## TASK BRIEF
Gather every line in the listing below that contains the word "dark", and copy each one in full.

## RECORDS TO PROCESS
_____

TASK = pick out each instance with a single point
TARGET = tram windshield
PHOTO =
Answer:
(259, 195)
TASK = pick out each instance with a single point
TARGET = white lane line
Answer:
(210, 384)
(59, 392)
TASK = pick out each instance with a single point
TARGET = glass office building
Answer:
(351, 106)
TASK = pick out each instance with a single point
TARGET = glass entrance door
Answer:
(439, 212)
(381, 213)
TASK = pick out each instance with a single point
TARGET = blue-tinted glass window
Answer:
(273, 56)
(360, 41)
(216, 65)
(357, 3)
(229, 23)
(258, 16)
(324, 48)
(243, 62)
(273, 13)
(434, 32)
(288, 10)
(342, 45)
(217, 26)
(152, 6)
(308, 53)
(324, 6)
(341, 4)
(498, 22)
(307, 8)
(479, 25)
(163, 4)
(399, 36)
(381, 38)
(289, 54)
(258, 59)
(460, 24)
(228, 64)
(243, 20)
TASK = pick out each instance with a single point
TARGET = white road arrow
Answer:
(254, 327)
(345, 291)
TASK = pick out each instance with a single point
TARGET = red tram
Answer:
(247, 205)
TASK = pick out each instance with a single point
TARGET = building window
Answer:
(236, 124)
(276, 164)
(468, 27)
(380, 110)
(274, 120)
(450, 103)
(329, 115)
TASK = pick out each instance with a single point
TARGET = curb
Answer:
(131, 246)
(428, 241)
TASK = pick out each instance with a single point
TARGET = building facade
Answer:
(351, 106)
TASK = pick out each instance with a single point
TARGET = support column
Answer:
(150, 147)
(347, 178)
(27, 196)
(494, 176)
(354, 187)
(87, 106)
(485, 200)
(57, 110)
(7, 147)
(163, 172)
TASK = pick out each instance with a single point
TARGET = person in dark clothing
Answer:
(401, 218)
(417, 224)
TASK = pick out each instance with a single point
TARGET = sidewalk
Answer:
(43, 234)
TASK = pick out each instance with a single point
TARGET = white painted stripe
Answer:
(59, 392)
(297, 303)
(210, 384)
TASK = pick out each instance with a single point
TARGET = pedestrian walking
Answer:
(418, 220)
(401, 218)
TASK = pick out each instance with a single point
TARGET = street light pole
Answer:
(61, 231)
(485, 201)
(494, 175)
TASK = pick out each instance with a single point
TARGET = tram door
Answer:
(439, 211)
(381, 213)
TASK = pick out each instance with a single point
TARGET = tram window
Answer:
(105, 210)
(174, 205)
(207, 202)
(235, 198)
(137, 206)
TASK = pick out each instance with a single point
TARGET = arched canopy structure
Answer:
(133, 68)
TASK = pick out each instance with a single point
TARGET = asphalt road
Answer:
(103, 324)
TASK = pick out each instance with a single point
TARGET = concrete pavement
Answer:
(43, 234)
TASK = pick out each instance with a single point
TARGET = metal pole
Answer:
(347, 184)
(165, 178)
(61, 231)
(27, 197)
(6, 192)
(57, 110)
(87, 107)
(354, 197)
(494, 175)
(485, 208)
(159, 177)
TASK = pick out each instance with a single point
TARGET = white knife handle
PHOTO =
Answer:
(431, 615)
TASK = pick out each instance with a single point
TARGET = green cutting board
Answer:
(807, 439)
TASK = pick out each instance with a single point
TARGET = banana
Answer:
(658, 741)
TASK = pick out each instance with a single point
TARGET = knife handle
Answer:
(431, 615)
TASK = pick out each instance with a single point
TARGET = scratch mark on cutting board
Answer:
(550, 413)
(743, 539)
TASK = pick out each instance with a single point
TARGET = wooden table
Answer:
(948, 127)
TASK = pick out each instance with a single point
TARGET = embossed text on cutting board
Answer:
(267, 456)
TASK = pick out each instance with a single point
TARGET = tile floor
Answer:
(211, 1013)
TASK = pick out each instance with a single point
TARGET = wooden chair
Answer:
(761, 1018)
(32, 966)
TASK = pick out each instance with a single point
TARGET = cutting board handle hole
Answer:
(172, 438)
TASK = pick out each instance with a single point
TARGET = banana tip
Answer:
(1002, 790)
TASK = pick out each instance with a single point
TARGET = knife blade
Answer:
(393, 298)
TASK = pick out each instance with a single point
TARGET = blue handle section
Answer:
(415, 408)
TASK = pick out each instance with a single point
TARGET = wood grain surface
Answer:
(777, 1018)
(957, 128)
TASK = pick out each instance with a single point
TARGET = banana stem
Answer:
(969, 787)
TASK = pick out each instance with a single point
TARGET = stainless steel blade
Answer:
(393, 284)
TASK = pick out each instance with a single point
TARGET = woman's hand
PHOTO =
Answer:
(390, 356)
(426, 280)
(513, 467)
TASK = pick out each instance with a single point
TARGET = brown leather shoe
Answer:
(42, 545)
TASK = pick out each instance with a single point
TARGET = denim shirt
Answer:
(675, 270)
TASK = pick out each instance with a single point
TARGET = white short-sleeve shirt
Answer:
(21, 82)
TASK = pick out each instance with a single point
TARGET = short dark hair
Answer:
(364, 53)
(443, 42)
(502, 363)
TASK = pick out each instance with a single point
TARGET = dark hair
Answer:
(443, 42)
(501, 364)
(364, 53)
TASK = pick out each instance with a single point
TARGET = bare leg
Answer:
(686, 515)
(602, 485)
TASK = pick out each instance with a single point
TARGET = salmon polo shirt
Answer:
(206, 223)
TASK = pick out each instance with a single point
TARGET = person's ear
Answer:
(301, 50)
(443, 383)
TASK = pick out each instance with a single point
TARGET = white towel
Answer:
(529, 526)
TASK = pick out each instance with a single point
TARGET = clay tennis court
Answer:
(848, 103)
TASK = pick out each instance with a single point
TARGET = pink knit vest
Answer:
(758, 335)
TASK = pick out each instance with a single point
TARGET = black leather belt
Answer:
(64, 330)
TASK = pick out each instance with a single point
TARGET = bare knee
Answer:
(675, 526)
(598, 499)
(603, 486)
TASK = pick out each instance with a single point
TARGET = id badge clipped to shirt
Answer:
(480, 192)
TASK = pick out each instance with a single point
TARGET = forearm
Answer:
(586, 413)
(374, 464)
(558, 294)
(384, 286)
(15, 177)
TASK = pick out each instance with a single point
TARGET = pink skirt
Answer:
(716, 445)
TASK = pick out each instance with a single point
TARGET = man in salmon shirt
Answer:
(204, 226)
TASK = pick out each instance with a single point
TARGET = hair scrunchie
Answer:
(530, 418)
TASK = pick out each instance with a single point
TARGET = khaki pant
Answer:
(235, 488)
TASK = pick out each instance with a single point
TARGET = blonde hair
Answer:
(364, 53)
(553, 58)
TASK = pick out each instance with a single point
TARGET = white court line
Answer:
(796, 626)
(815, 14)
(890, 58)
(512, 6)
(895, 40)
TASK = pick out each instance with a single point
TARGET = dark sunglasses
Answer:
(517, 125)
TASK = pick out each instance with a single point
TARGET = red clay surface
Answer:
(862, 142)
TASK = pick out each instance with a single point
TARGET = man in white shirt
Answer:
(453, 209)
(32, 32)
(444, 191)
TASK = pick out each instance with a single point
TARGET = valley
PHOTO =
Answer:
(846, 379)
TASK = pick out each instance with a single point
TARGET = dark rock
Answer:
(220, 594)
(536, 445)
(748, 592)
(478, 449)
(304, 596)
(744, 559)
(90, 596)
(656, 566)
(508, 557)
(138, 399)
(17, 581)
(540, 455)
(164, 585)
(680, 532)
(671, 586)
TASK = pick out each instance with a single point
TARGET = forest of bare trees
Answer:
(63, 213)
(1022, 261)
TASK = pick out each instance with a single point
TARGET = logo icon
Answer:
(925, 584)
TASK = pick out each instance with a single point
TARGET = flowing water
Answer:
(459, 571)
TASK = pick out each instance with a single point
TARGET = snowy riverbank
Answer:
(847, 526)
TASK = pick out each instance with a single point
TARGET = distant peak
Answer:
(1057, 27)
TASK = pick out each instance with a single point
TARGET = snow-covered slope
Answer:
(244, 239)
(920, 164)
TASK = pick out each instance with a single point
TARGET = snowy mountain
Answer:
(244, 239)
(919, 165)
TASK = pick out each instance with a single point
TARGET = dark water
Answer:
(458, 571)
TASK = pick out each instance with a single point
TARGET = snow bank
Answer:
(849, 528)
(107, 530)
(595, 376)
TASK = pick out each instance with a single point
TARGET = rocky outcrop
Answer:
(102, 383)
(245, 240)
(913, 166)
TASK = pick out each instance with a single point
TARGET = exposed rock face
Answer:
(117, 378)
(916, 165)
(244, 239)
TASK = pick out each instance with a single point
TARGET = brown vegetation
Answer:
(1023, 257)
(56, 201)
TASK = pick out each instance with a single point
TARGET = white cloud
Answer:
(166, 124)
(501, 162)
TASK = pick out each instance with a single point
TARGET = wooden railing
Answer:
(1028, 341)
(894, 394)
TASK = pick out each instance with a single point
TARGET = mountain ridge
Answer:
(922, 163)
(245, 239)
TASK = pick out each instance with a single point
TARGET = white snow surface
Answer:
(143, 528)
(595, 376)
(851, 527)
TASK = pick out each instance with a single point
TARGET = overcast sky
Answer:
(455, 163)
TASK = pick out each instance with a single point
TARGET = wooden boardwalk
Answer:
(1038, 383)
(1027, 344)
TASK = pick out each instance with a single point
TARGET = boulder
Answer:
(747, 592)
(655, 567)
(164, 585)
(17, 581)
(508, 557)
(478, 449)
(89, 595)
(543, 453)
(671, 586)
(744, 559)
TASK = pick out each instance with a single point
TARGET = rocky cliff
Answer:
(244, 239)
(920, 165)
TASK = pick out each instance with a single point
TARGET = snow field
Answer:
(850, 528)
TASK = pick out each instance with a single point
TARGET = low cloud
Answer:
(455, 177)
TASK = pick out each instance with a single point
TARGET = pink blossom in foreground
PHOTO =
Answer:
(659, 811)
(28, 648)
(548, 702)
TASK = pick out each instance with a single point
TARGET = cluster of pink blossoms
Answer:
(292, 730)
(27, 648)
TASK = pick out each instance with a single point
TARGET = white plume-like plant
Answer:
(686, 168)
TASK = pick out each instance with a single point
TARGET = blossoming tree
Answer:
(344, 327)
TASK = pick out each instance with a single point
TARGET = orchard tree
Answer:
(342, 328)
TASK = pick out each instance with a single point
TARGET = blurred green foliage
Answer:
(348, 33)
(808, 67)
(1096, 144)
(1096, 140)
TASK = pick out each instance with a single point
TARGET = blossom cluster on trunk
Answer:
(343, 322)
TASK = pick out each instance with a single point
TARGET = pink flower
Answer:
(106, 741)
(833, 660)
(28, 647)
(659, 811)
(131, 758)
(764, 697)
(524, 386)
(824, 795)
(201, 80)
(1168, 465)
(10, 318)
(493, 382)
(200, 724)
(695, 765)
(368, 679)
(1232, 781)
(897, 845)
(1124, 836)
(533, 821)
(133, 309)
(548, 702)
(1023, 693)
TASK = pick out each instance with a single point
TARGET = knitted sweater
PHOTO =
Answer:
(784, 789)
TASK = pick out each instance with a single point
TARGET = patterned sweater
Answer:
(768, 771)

_____

## RESULT OF THE TASK
TARGET = person in dark clothing
TARGET = short dark hair
TARGET = dark hair
TARGET = dark sunglasses
TARGET = dark rock
TARGET = dark water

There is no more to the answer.